__Tarefa proposta a__
Transcreva, sem qualquer alteração, o texto completo sobre a poesia de Daniel Gonçalves que aparece a seguir.

__Excerto do texto__
'''

O poeta Daniel Gonçalves, natural
de Zurique, que não fica muito longe do Lago de Genebra, e residente na ilha de
Santa Maria, no mesmo arquipélago que viu as erupções das Urzelinas, escreve
aquilo que imagina, pois não viu o “Ano sem Verão”. Os seus poemas em “Mil
oitocentos e dezasseis” mostram que o vulcão Tambora continua hoje metaforicamente
em actividade, ao provocar explosões na mente do poeta. Os seus versos são
tensos e dramáticos, como se espera da escrita ditada pelas fúrias da Terra,
mas, ao mesmo tempo, rendilhada e elegante como fios de lava que escorrem pela
montanha. Gonçalves tem já um bom número de volumes e de prémios, e este livro,
dentro de um livro maior, Elogio da Tristeza, vem confirmar a força da
sua erupção literária. Talvez seja a geografia vulcânica dos Açores a ditar o
vigor poético dessas ilhas, tão nítido em poetas como Antero de Quental,
Vitorino Nemésio, Natália Coreia, Emanuel Félix, J. H. de Santos Barros e João
de Melo. A poesia geológica de Gonçalves,
que reside na ilha com a história telúrica mais antiga, fez-me lembrar Vitorino
Nemésio, que, em Limite de Idade, nos deixou notável poesia biológica.

'''

__Tarefa proposta b__
Das entradas abaixo, filtre e copie cada linha em que surja a palavra "tower".

__Registos de dados__

'''

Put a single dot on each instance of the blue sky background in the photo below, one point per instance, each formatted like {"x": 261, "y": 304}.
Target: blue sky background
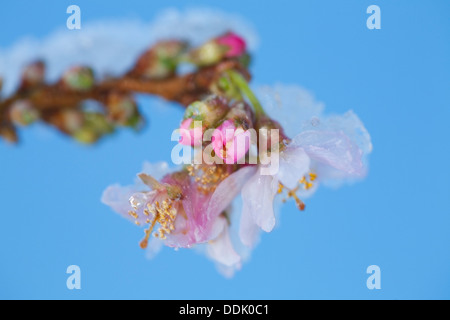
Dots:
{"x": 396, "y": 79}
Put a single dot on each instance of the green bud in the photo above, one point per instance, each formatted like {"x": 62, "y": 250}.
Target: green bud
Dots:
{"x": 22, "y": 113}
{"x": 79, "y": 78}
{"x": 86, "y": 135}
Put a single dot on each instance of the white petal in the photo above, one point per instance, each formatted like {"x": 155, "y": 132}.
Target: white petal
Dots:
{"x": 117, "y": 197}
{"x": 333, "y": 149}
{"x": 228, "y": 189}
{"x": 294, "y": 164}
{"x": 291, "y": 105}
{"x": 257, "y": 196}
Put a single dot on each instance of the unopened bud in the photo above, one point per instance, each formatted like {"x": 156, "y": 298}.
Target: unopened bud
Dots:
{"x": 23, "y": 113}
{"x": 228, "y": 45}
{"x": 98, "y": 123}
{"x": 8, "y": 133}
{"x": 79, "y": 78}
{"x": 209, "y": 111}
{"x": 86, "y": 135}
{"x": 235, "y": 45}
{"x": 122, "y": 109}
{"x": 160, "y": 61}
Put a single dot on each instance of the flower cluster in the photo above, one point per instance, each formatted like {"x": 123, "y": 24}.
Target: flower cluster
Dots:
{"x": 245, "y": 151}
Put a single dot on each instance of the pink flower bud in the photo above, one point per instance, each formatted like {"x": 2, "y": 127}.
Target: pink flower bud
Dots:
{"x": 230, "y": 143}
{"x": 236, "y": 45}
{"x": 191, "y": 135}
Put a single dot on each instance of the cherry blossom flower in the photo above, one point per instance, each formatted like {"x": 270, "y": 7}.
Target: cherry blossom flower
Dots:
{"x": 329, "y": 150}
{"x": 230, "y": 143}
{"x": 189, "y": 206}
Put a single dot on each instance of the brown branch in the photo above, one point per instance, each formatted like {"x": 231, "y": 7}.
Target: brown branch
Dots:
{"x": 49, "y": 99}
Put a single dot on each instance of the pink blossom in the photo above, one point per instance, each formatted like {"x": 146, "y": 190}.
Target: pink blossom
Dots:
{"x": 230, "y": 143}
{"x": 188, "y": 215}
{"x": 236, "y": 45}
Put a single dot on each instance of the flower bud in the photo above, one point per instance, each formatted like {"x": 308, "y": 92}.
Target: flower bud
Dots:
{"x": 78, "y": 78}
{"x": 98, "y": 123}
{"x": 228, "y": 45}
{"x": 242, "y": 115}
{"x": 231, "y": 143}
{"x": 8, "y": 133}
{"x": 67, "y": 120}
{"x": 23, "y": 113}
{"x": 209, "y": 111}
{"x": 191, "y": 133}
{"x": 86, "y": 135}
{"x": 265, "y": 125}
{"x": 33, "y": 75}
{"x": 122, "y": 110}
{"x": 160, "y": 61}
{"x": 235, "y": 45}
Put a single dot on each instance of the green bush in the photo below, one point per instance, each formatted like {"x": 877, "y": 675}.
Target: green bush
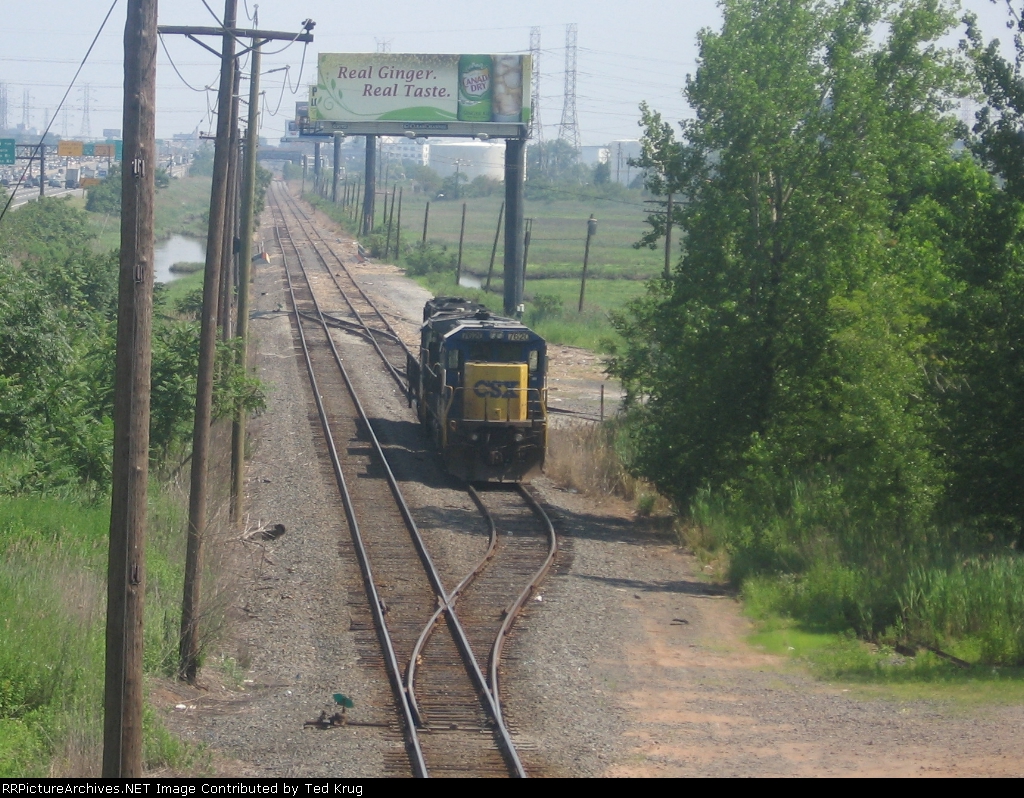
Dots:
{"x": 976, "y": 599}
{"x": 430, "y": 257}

'''
'''

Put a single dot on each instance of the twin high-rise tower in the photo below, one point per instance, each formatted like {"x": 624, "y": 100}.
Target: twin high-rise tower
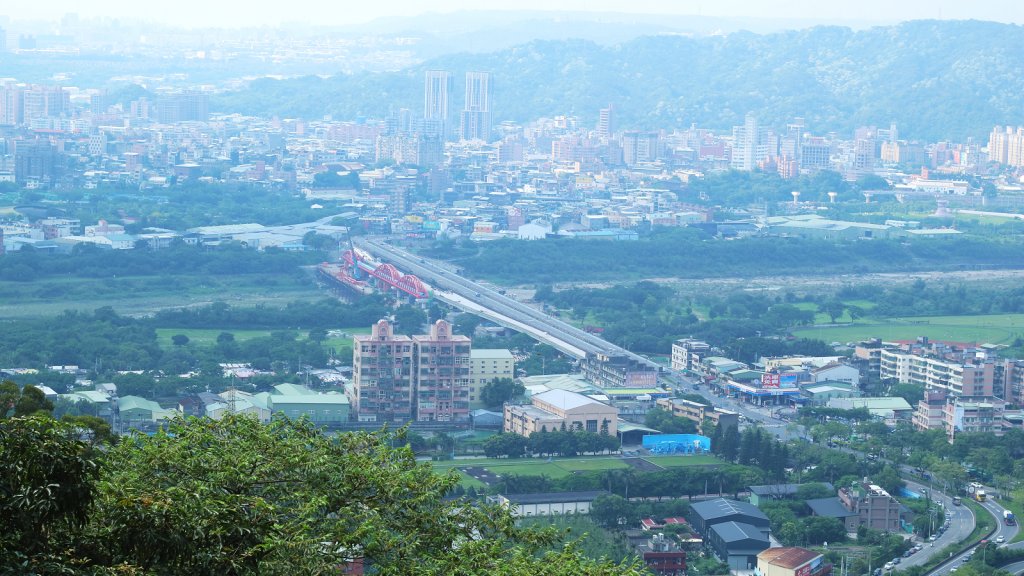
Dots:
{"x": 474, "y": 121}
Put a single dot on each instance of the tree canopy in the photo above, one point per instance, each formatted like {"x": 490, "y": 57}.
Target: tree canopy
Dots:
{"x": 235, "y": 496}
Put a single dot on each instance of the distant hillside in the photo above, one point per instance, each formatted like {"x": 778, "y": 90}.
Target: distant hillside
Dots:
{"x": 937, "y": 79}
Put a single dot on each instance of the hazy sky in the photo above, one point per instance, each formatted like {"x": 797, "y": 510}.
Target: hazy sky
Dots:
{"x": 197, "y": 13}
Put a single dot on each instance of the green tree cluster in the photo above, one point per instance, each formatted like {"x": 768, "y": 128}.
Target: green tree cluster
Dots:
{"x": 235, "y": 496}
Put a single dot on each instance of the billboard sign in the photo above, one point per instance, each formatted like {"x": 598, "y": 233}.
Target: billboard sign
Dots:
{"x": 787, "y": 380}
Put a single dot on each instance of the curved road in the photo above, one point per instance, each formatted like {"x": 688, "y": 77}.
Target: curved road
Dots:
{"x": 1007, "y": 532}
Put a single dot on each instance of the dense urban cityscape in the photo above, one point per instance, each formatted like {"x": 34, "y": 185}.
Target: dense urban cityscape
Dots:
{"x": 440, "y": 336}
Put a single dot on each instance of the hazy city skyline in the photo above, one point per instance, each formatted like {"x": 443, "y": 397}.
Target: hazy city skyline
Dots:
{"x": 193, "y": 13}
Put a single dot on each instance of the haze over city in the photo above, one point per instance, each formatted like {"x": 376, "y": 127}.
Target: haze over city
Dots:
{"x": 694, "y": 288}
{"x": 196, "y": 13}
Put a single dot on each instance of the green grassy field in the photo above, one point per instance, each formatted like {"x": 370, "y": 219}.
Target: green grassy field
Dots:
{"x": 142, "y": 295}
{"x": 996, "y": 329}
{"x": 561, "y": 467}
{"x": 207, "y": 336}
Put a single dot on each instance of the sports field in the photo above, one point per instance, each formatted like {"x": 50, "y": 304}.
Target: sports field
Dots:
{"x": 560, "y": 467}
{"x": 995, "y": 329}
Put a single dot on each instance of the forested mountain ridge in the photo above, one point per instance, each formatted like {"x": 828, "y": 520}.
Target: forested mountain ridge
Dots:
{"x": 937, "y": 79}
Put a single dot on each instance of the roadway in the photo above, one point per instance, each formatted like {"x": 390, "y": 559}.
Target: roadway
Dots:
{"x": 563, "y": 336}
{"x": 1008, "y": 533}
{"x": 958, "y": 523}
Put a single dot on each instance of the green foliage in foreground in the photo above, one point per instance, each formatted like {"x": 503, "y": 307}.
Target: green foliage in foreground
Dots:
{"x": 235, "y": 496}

'''

__Resposta certa a__
O poeta Daniel Gonçalves, natural
de Zurique, que não fica muito longe do Lago de Genebra, e residente na ilha de
Santa Maria, no mesmo arquipélago que viu as erupções das Urzelinas, escreve
aquilo que imagina, pois não viu o “Ano sem Verão”. Os seus poemas em “Mil
oitocentos e dezasseis” mostram que o vulcão Tambora continua hoje metaforicamente
em actividade, ao provocar explosões na mente do poeta. Os seus versos são
tensos e dramáticos, como se espera da escrita ditada pelas fúrias da Terra,
mas, ao mesmo tempo, rendilhada e elegante como fios de lava que escorrem pela
montanha. Gonçalves tem já um bom número de volumes e de prémios, e este livro,
dentro de um livro maior, Elogio da Tristeza, vem confirmar a força da
sua erupção literária. Talvez seja a geografia vulcânica dos Açores a ditar o
vigor poético dessas ilhas, tão nítido em poetas como Antero de Quental,
Vitorino Nemésio, Natália Coreia, Emanuel Félix, J. H. de Santos Barros e João
de Melo. A poesia geológica de Gonçalves,
que reside na ilha com a história telúrica mais antiga, fez-me lembrar Vitorino
Nemésio, que, em Limite de Idade, nos deixou notável poesia biológica.

__Resposta certa b__
Put a single dot on each instance of the twin high-rise tower in the photo below, one point per instance, each formatted like {"x": 624, "y": 100}.
Target: twin high-rise tower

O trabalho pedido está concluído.